抜粋文:
━━━━━━━━━━━━━━━━━━━━

※本記事は株式会社博報堂のコラムで掲載された記事を表示しています。
本棚を見れば、その人の人となりが見えてくる。
博報堂クリエイター達が「大切にしている一冊の本」を紹介する連載です。
第一回は、HAKUHODO DESIGN 代表 永井 一史です。
私が選んだ一冊は、オイゲン・ヘリゲル著『弓と禅』です。
『弓と禅』は、ドイツ人の哲学者オイゲン・ヘリゲルが、弓道を通じて日本の精神性に近づいていくプロセスを記したドキュメンタリーです。もともと射撃の経験があった筆者は腕にも多少自信があり、哲学者なのでものを深く理解することも得意。それなのにまったく上達せず、弓を引くことさえままならない。本当に苦労するんです。
その修練の中で、西洋的と言える構築的な哲学から、言語化されない領域の日本文化そのものを身につけていく。非常にドラマティックな展開も含めて描かれていて、ストーリーとしてとても楽しめる一冊です。

━━━━━━━━━━━━━━━━━━━━

上の『弓と禅』を紹介する文章を、一字も変えずに全部そのまま書き写してください。

(点による注釈データ)
━━━━━━━━━━━━━━━━━━━━

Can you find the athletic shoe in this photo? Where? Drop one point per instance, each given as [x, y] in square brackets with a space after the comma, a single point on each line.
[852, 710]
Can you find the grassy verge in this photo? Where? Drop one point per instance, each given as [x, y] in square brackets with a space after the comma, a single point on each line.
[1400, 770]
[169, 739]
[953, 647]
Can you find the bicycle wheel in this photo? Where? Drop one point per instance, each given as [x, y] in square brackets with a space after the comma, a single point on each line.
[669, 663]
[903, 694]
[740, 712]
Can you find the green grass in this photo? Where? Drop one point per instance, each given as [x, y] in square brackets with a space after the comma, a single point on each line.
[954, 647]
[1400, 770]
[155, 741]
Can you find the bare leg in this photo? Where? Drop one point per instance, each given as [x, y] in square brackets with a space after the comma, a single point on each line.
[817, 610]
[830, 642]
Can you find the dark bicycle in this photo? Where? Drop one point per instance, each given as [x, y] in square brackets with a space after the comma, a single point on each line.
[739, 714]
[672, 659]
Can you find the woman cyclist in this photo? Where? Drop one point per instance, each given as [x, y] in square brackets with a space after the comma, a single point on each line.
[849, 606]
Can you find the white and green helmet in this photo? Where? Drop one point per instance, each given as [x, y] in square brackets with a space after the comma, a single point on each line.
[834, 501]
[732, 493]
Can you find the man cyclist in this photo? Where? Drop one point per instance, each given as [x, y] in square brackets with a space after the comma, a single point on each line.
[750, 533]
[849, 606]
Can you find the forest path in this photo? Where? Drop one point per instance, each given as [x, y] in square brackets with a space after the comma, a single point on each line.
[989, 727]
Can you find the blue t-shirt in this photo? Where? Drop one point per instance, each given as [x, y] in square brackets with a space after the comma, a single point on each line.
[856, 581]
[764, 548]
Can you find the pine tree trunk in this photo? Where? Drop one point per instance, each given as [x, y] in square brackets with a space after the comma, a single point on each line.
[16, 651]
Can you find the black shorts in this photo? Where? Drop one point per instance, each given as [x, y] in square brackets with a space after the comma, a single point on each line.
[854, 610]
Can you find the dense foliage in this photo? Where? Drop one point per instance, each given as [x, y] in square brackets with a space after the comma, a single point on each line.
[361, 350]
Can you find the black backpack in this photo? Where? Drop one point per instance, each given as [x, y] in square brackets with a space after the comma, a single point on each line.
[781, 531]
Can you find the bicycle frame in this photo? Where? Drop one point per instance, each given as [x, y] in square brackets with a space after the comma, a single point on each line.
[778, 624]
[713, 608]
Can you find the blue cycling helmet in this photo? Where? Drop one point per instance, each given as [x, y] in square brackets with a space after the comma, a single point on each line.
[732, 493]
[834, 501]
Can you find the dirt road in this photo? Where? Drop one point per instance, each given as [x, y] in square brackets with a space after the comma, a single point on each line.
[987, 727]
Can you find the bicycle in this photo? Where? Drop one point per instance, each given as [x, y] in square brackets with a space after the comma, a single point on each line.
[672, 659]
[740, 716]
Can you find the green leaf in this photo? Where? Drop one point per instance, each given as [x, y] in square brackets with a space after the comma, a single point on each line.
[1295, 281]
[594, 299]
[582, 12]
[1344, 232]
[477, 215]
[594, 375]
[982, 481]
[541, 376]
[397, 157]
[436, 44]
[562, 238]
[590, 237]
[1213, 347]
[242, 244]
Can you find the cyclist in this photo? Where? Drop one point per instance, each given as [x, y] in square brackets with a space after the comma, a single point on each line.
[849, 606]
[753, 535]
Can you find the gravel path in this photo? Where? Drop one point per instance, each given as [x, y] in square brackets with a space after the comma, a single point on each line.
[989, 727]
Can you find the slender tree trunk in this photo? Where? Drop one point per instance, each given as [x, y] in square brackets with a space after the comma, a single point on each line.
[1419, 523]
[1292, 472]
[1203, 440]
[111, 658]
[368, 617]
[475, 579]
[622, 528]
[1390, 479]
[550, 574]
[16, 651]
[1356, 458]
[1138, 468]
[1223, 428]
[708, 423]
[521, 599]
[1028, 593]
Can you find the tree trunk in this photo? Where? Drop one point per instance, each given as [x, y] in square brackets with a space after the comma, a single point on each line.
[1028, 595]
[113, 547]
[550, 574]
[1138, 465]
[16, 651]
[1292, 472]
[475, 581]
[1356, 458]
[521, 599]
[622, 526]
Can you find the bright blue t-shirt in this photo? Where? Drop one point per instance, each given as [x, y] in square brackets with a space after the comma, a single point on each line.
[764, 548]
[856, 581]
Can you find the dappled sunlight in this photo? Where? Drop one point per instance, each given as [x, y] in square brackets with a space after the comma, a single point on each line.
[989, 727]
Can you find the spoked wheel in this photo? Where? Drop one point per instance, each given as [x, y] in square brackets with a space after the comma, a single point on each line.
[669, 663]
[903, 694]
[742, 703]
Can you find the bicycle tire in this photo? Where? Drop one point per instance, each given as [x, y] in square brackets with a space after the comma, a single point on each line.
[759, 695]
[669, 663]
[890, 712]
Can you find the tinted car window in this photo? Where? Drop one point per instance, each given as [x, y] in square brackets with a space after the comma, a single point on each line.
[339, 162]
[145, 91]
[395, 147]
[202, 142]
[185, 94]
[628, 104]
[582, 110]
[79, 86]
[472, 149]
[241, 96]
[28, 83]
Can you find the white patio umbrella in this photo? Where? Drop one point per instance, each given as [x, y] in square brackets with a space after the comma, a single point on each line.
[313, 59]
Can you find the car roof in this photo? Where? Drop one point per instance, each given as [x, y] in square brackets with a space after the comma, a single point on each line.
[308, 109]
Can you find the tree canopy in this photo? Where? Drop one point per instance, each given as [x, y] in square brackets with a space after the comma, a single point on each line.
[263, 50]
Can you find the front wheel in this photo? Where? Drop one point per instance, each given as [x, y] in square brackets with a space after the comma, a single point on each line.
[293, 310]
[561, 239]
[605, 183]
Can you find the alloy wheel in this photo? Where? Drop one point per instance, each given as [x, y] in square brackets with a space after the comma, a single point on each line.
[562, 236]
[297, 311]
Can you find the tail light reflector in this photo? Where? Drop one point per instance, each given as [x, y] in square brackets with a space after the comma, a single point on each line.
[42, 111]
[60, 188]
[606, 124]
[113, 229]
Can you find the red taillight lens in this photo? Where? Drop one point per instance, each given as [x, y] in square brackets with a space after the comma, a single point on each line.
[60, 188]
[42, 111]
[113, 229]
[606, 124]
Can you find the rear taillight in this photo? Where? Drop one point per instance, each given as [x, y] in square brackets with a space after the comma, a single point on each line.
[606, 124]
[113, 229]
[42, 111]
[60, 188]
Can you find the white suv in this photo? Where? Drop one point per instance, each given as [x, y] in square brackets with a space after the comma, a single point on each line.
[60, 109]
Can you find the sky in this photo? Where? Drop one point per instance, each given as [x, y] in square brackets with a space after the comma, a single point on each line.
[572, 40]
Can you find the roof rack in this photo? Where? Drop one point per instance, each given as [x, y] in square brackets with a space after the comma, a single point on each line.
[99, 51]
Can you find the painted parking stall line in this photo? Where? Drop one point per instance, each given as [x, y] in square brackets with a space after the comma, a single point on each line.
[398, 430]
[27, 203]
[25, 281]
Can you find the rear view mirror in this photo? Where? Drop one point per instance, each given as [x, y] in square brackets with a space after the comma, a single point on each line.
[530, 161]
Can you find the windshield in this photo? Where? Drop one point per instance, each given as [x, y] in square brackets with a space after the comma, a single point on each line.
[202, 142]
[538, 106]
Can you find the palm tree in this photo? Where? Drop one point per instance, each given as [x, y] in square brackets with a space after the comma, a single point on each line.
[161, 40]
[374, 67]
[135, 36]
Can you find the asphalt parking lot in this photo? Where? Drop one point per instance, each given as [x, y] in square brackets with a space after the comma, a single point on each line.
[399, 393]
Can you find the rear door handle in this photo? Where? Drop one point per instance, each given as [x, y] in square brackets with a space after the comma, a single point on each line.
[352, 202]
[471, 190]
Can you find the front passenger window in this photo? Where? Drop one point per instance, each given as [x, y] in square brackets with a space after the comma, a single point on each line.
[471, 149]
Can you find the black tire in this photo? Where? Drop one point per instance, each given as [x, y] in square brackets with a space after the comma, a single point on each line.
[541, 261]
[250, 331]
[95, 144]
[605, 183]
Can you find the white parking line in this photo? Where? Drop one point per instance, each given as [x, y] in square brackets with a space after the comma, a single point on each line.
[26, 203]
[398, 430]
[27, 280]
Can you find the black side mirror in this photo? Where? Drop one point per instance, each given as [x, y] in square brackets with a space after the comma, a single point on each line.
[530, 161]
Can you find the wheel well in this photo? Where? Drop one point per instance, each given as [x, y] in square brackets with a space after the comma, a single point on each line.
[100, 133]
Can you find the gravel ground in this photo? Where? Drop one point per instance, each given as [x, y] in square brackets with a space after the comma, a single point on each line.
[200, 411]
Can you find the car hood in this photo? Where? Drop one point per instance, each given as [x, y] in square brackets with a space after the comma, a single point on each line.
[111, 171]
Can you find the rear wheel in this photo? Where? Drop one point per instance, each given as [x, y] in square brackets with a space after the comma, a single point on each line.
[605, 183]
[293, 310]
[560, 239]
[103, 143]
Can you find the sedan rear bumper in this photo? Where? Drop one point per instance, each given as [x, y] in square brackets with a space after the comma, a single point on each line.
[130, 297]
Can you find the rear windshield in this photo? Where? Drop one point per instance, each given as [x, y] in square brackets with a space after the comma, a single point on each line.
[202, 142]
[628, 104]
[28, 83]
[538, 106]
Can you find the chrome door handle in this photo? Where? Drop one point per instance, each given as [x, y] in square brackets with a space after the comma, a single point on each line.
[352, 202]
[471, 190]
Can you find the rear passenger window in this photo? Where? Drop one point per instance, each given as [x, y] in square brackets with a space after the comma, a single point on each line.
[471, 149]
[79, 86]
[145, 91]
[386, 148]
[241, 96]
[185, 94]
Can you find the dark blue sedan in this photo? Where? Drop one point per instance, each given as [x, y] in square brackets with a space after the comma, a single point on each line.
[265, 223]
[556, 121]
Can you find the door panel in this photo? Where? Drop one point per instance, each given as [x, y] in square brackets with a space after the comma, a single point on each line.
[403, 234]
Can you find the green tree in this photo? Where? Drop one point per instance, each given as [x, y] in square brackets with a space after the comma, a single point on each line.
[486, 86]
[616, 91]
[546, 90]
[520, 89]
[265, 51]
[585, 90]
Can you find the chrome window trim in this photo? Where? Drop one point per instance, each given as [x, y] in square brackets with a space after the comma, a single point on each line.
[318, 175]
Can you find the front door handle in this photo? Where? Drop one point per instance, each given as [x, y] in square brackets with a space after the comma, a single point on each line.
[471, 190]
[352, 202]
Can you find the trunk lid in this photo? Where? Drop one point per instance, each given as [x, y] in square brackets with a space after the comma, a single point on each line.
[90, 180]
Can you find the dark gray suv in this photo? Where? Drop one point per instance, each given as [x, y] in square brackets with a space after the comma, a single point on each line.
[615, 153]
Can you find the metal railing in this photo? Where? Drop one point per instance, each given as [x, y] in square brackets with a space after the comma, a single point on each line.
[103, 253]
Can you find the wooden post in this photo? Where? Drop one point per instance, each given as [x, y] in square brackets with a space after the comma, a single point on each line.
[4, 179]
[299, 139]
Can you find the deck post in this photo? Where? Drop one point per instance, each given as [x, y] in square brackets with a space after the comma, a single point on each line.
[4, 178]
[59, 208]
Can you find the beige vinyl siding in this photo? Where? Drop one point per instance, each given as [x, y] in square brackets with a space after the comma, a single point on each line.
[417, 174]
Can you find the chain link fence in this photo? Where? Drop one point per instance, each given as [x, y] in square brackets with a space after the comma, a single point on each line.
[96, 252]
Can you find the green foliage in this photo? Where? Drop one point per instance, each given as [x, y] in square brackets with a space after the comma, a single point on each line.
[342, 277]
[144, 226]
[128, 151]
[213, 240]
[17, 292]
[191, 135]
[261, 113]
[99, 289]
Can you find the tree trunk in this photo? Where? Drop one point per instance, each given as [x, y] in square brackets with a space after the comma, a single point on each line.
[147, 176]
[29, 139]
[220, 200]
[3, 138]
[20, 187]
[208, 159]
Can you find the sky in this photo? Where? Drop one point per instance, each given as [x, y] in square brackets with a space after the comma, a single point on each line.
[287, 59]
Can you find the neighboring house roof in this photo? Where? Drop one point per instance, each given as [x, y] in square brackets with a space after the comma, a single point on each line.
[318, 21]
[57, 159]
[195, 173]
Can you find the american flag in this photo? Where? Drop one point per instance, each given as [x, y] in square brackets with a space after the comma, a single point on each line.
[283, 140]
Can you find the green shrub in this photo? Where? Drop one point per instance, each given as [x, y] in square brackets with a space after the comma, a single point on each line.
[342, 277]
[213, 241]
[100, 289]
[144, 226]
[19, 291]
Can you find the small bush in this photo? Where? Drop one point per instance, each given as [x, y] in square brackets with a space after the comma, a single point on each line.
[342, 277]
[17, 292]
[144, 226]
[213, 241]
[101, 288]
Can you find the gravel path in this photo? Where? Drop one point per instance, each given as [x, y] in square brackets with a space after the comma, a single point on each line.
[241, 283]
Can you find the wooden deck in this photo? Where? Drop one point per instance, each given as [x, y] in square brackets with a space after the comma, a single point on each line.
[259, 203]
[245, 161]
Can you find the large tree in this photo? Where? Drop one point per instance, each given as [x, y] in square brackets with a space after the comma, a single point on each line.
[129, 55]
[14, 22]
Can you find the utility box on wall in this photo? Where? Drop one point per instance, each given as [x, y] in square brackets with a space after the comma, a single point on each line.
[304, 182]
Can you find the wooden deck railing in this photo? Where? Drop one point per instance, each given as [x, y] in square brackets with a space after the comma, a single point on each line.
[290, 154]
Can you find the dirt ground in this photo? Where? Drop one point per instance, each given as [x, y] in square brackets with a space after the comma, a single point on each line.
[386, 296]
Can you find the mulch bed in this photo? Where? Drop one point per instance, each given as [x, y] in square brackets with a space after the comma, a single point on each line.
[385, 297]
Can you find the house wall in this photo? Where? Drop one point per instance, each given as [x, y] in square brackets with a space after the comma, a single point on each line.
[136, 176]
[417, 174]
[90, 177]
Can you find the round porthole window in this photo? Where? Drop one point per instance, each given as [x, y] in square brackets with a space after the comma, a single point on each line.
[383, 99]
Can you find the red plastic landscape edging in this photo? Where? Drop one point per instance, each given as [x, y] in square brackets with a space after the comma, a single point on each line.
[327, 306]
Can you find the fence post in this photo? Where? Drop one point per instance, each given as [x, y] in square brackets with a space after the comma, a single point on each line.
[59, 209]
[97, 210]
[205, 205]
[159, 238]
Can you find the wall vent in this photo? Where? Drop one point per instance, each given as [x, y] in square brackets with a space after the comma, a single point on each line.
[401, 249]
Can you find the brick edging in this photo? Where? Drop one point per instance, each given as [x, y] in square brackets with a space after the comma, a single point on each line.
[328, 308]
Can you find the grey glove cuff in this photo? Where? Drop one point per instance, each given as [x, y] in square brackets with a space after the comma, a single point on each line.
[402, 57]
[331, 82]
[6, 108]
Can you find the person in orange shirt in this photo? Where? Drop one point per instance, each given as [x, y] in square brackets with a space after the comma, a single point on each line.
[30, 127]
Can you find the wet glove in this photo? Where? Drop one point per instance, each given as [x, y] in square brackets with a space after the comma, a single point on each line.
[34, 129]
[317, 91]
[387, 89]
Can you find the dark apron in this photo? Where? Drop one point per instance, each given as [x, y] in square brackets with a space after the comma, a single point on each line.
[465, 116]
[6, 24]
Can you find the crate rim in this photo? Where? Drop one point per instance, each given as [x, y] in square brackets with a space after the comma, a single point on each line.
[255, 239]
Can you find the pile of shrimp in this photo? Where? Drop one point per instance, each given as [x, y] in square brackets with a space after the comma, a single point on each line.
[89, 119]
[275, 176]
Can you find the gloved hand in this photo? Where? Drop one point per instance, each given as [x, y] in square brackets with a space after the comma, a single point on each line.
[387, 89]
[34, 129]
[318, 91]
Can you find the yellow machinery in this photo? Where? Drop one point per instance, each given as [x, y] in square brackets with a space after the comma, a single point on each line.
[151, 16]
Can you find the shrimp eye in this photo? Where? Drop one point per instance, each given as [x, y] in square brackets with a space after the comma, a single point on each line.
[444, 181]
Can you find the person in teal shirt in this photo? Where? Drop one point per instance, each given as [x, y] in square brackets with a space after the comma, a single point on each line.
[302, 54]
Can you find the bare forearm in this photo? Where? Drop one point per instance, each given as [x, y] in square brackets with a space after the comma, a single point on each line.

━━━━━━━━━━━━━━━━━━━━

解答例:
※本記事は株式会社博報堂のコラムで掲載された記事を表示しています。
本棚を見れば、その人の人となりが見えてくる。
博報堂クリエイター達が「大切にしている一冊の本」を紹介する連載です。
第一回は、HAKUHODO DESIGN 代表 永井 一史です。
私が選んだ一冊は、オイゲン・ヘリゲル著『弓と禅』です。
『弓と禅』は、ドイツ人の哲学者オイゲン・ヘリゲルが、弓道を通じて日本の精神性に近づいていくプロセスを記したドキュメンタリーです。もともと射撃の経験があった筆者は腕にも多少自信があり、哲学者なのでものを深く理解することも得意。それなのにまったく上達せず、弓を引くことさえままならない。本当に苦労するんです。
その修練の中で、西洋的と言える構築的な哲学から、言語化されない領域の日本文化そのものを身につけていく。非常にドラマティックな展開も含めて描かれていて、ストーリーとしてとても楽しめる一冊です。